Task item: An exact reprint of every record below is required, with the pictures left out.

[Saved data entries]
########################################
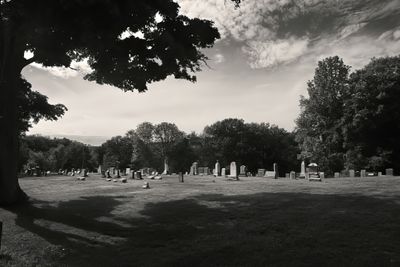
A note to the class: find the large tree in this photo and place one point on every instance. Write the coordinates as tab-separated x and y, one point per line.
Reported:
372	117
319	125
128	44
########################################
Answer box:
A note to the class: find the large tree in this photo and place one point on every instance. Write the coordinates as tab-separated x and y, one point per line.
Reported:
372	117
319	125
128	44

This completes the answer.